— Start of PROVIDED RECORDS —

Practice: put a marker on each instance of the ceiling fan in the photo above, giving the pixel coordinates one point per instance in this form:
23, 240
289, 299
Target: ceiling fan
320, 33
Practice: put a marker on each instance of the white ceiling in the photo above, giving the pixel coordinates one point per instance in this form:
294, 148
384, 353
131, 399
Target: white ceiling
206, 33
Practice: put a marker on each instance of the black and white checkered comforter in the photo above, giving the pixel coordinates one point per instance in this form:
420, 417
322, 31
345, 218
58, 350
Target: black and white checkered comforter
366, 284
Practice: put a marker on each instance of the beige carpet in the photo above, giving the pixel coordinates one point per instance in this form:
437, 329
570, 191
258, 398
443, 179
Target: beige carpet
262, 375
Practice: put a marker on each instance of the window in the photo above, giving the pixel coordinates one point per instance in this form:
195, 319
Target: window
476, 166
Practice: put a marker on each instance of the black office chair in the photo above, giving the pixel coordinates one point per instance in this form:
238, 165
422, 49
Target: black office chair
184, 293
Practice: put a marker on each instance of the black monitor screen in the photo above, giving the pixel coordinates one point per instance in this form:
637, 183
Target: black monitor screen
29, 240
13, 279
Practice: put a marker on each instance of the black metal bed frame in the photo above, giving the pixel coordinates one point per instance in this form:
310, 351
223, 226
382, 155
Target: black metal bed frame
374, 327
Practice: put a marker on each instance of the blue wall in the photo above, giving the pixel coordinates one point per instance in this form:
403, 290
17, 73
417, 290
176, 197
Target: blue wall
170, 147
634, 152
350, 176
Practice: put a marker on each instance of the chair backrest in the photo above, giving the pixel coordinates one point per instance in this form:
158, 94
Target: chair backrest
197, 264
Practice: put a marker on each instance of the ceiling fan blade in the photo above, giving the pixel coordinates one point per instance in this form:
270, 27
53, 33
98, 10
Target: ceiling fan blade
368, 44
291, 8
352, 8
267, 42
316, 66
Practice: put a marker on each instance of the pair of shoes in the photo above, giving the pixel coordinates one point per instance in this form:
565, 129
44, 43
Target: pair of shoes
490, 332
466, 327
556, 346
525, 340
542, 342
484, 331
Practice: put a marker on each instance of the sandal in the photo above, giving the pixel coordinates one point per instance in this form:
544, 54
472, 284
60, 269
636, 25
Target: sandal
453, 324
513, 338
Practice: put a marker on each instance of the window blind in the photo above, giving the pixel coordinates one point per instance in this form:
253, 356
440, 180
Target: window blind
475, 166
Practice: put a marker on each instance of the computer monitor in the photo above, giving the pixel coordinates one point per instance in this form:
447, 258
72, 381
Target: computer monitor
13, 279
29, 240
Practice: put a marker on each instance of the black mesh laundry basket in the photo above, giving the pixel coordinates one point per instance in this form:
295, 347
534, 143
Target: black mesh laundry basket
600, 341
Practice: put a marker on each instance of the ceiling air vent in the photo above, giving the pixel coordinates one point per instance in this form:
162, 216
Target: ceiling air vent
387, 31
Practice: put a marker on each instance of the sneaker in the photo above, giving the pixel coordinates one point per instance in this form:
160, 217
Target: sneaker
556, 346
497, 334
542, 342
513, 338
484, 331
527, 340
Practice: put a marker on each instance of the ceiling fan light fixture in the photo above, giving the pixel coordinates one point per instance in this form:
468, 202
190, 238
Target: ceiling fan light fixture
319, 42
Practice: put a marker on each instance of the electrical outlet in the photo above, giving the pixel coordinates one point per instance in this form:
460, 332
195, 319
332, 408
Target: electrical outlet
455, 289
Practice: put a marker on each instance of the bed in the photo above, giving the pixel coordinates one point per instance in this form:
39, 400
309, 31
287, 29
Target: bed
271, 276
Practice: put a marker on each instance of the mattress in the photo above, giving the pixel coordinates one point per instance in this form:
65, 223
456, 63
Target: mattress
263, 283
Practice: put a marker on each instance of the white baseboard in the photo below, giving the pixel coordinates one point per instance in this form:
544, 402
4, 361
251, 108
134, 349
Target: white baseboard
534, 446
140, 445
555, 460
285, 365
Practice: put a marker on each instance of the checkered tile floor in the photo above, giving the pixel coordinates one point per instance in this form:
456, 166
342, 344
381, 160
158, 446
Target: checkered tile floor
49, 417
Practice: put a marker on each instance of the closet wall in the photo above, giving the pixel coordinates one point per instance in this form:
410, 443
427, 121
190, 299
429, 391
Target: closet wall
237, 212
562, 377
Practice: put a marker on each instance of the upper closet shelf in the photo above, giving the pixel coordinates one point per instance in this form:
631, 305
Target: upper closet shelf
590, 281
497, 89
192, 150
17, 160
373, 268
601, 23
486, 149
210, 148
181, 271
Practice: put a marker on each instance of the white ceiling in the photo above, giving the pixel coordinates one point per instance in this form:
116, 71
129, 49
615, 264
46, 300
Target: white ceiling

— End of PROVIDED RECORDS —

Generate an exact reproduction of all entries.

▶ **IN RESPONSE**
Practice: put a marker on each instance of the ceiling fan in the photo above, giving the pixel coordinates one point per instance in this form:
23, 240
289, 299
Target: ceiling fan
320, 33
Practice: put a marker on each instance of the white ceiling in the photo above, giving the pixel coordinates one point per instance in this form:
294, 148
384, 353
131, 399
Target: white ceiling
206, 33
Practice: put a marker on each instance of the black and white checkered comforter in the photo above, giving the pixel coordinates one point per instance in this form:
420, 417
322, 31
345, 218
58, 350
Target: black and white checkered comforter
366, 284
Practice: put a marker on each instance of the beige carpet in the photo above, giving the pixel coordinates one point per instance in this form:
437, 329
570, 191
258, 398
443, 179
Target: beige carpet
262, 375
Practice: put a marker on each instance of the window in the photo above, giving the pixel coordinates one point per instance in this form:
195, 319
Target: window
476, 166
Practice: put a marker on each instance of the black office chair in the photo above, giving the pixel coordinates one point per instance in this form:
238, 165
422, 49
Target: black office chair
184, 293
Practice: put a marker on each instance of the black monitor screen in the photo above, giving the pixel coordinates one point per instance in this form:
637, 183
Target: black monitor screen
29, 240
13, 279
Practice: put a marker on each instance of the black metal bed frame in the photo above, giving the pixel coordinates one point per instance in this form:
310, 351
223, 226
382, 155
Target: black metal bed frame
374, 327
Practice: put a marker on each instance of the blue wall in the photo above, giving the pixel coordinates one point per instance in this form:
403, 290
17, 73
417, 290
176, 197
Target: blue wall
170, 147
634, 152
350, 176
Practice: put a marker on each instance of the chair backrest in the photo above, giving the pixel coordinates one point per instance in this form:
158, 94
Target: chair backrest
197, 264
Practice: put a marker on each instance of the ceiling fan blade in the photo above, giving the pixel coordinates one point per instance in this form:
270, 27
53, 33
98, 10
Target: ceiling fan blade
368, 44
291, 8
352, 8
267, 42
316, 66
Practice: put a marker on each instance of the pair of shoes in the photo above, giving the pixel coordinates one point per instance in this form:
565, 129
44, 43
Target: pair of shoes
490, 332
466, 327
556, 346
525, 340
542, 342
484, 331
Practice: put a marker on each instance of the sandal in the photo above, giving the pixel coordinates one point per instance in this form:
544, 54
472, 284
60, 269
636, 25
Target: sandal
453, 324
513, 338
Practice: put a marker on each instance of the window blind in the photo above, giving the pixel coordinates one point per instance in this form:
253, 356
440, 180
Target: window blind
475, 166
Practice: put a marker on each instance of the computer monitor in the photo above, giving the pixel coordinates one point per instance in this form:
447, 258
72, 381
Target: computer monitor
13, 279
29, 240
Practice: put a marker on each instance of the black mesh laundry basket in the photo above, giving the pixel coordinates one point per instance in this form:
295, 347
534, 143
Target: black mesh laundry basket
600, 341
Practice: put a marker on each instance of the ceiling air vent in the photo above, giving the pixel coordinates one point per instance in this form:
162, 216
Target: ceiling air vent
387, 31
Practice: put a marker on each instance of the sneaker in the photo above, giving the pixel coordinates one point per instance in this form:
160, 217
Target: sneaker
556, 346
497, 334
542, 342
513, 338
484, 331
527, 340
Practice: put a marker on each instance of the ceiling fan light fixture in the photo above, giving the pixel coordinates one point per instance in this form:
468, 202
190, 238
Target: ceiling fan light fixture
319, 42
Practice: put a marker on each instance of the electrical outlet in the photo above, giving the pixel coordinates one point per instance in this form:
460, 332
195, 319
332, 408
Target: electrical outlet
455, 289
Practice: put a marker on each instance of the bed in the photo above, giving the pixel coordinates one point per instance in this form:
39, 400
309, 31
287, 29
Target: bed
271, 276
Practice: put a marker on each instance of the mattress in the photo above, giving the pixel coordinates one point per instance in this form:
65, 223
456, 63
Target: mattress
263, 283
Practice: put a marker on each instance of the white baseboard in the photo below, giving the pixel coordinates one point per instance in this form:
544, 402
4, 361
251, 108
134, 349
Target: white baseboard
534, 446
140, 445
555, 460
285, 365
Practice: put a marker on each instance of the checkered tile floor in the photo above, giving the pixel coordinates one point per instance in this form:
456, 166
342, 344
381, 160
158, 446
Target: checkered tile floor
49, 417
Practice: put a marker on each instance of the closet wall in the photo above, giving the pixel coordinates one point per instance in this form:
410, 443
427, 121
190, 299
429, 391
Target: closet wall
237, 212
562, 377
Practice: put a marker on each instance of the upper closet shelf in the photo above, giving the pixel coordinates one point per instance in this form:
631, 305
Target: upper closet shelf
590, 281
497, 89
192, 150
17, 160
373, 268
601, 23
486, 149
210, 148
181, 271
Practice: put a marker on each instance of the white ceiling in the photo above, giving the pixel coordinates one point per instance in this form:
116, 71
129, 49
615, 264
46, 300
Target: white ceiling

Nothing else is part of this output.